··· Page text ···

Re: Why did my crawl fail?

Posted by xiao yang <ya...@gmail.com>.

You must have crawled for several times, and some of them failed
before the parse phase. So the parse data was not generated.
You'd better delete the whole directory
file:/Users/ptomblin/nutch-1.0/crawl.blog, and recrawl it, then you
will know the exact reason why it failed in the parse phase from the
output information.

Xiao

On Fri, Jul 24, 2009 at 10:53 PM, Paul Tomblin<pt...@xcski.com> wrote:
> I installed nutch 1.0 on my laptop last night and set it running to crawl my
> blog with the command:  bin/nutch crawl urls -dir crawl.blog -depth 10
> it was still running strong when I went to bed several hours later, and this
> morning I woke up to this:
>
> activeThreads=0, spinWaiting=0, fetchQueues.totalSize=0
> -activeThreads=0
> Fetcher: done
> CrawlDb update: starting
> CrawlDb update: db: crawl.blog/crawldb
> CrawlDb update: segments: [crawl.blog/segments/20090724010303]
> CrawlDb update: additions allowed: true
> CrawlDb update: URL normalizing: true
> CrawlDb update: URL filtering: true
> CrawlDb update: Merging segment data into db.

··· Entries provided ···

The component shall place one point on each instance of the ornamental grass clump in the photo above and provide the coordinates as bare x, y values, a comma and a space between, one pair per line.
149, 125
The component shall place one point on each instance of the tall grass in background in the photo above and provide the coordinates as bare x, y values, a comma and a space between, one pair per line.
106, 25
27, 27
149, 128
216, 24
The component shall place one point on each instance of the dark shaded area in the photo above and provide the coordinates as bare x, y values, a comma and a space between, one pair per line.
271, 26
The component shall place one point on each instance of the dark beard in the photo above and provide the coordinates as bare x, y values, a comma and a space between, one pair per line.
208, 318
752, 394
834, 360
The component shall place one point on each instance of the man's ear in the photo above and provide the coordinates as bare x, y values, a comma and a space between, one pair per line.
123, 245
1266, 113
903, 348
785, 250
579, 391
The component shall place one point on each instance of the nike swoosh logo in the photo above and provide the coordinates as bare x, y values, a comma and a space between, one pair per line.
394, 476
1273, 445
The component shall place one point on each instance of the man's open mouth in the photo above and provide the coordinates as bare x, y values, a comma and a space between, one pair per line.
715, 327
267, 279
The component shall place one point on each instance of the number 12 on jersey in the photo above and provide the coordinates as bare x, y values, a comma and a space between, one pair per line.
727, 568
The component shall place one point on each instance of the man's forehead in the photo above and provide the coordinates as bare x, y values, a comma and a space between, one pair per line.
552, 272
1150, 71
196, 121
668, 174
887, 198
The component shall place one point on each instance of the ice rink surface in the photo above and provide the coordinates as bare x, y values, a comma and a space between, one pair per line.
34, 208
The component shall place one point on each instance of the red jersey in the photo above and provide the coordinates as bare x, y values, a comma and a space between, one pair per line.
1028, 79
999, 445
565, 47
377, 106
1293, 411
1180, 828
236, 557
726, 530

···

* [What you should do] Please write the next part of the mailing-list thread about the failed Nutch crawl, picking up right after its last line.

* [Final result]
> CrawlDb update: done
> LinkDb: starting
> LinkDb: linkdb: crawl.blog/linkdb
> LinkDb: URL normalize: true
> LinkDb: URL filter: true
> LinkDb: adding segment:
> file:/Users/ptomblin/nutch-1.0/crawl.blog/segments/20090723154530
> LinkDb: adding segment:
> file:/Users/ptomblin/nutch-1.0/crawl.blog/segments/20090723155106
> LinkDb: adding segment:
> file:/Users/ptomblin/nutch-1.0/crawl.blog/segments/20090723155122
> LinkDb: adding segment:
> file:/Users/ptomblin/nutch-1.0/crawl.blog/segments/20090723155303
> LinkDb: adding segment:
> file:/Users/ptomblin/nutch-1.0/crawl.blog/segments/20090723155812
> LinkDb: adding segment:
> file:/Users/ptomblin/nutch-1.0/crawl.blog/segments/20090723161808
> LinkDb: adding segment:
> file:/Users/ptomblin/nutch-1.0/crawl.blog/segments/20090723171215
> LinkDb: adding segment:
> file:/Users/ptomblin/nutch-1.0/crawl.blog/segments/20090723193543
> LinkDb: adding segment:
> file:/Users/ptomblin/nutch-1.0/crawl.blog/segments/20090723224936
> LinkDb: adding segment:
> file:/Users/ptomblin/nutch-1.0/crawl.blog/segments/20090724004250
> LinkDb: adding segment:
> file:/Users/ptomblin/nutch-1.0/crawl.blog/segments/20090724010303
> Exception in thread "main" org.apache.hadoop.mapred.InvalidInputException:
> Input path does not exist:
> file:/Users/ptomblin/nutch-1.0/crawl.blog/segments/20090723154530/parse_data
> at
> org.apache.hadoop.mapred.FileInputFormat.listStatus(FileInputFormat.java:179)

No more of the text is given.